Euro-American Land Use and Land Cover Change in the Upper Midwest
Euro-American land use in the upper Midwest was characterized by extensive land clearance for agriculture and forest harvesting for timber products. Prior to Euro-American settlement, forests in the upper Midwestern states of Michigan, Minnesota, and Wisconsin comprised several distinct community types, most notably the hardwood and boreal forests (north and east of the prairie-forest community border) and the prairies and oak savannas (south and west of the prairie-forest community border, Curtis (1959)). Compositional ecotones among forest types were steeper than at present (Goring et al. submitted). Southern oak savanna and prairie communities were largely maintained by frequent fires(Curtis 1959, Shea et al. 2014). By 1935 the oak savanna had essentially disappeared and had been replaced by agricultural fields (51% of the overall landscape) and pasture (ll%)(Rhemtulla et al. 2007). The overall effect of settlement in the south was the elimination of oak savannas, the near-elimination of prairie, and the replacement of these ecosystems by agricultural land and late-successional, shade-tolerant deciduous forests.

> **INFORMATION SUPPLIED**:
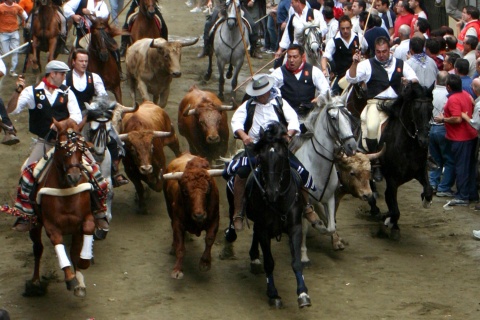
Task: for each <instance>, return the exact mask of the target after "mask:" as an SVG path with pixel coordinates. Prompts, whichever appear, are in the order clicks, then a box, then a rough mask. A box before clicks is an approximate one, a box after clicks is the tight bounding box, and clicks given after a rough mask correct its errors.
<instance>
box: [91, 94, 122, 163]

> **DIRECTIONS**: Could you continue the passage on Euro-American land use in the upper Midwest, picking up right after its final sentence?

> **YOUR RESPONSE**:
In northern Wisconsin, upland mesic pre-settlement era forests were composed of northern hardwood species (Acer spp., Betula papyrifera and B. allegheniensis, Tilia americana, and Ulmus spp.) and Tsuga canadensis; lowland forests were dominated by Larix laricina and Thuja occidentalis (Curtis 1959). In Wisconsin in 1850, approximately 84% of this northern region was forested; by 1935 the amount of forested land decreased to 56% (Rhemtulla et al. 2007). The logging of northern forests reduced conifer biomass and community diversity and led to their subsequent replacement by deciduous forest species (Goring et al. submitted, Rhemtulla et al. 2007). Northern logging resulted in declines of Pinus, while widespread slash burning and continued logging led to a decrease in fire-intolerant boreal species such as Tsuga canadensis, and an increase in early successional genera such as Betula and Populus (Rhemtulla et al. 2007). About 1.1% of the settlement era forests remained unlogged in Michigan, Minnesota, and Wisconsin as of 1995 (Frelich 1995). Anthropogenic fire suppression after the 1930’s also has altered forest composition, particularly in sandy areas with high fire-return inttervals (Heinselman 1973, Johnson 1976b, Friedman and Reich 2005). Currently, modern fire return intervals are an order of magnitude less frequent than fires before Euro-American settlement, in most areas (Cleland et al. 2004). However, fire return intervals may have increased in regions formerly occupied by Tsuga forests, where pre-settlement fire return intervals likely were >1000 years. In some regions changes have led to an increase in shade-tolerant, fire-sensitive, mostly deciduous species in regions previously dominated by fire-tolerant conifers (Drobyshev et al. 2008), and a decrease in shade-intolerant, fire-tolerant, or early-successional species in areas that previously had fire-adapted vegetation (Curtis 1959, Friedman and Reich 2005, Rhemtulla et al. 2007), however regional vegetation, and species associations vary across the region, so generalizations should be used with caution. Recent estimates suggest that 29% of modern forests in the upper Midwestern US have no historical analogue when examined at a regional (64 km2) scale (Goring et al. submitted).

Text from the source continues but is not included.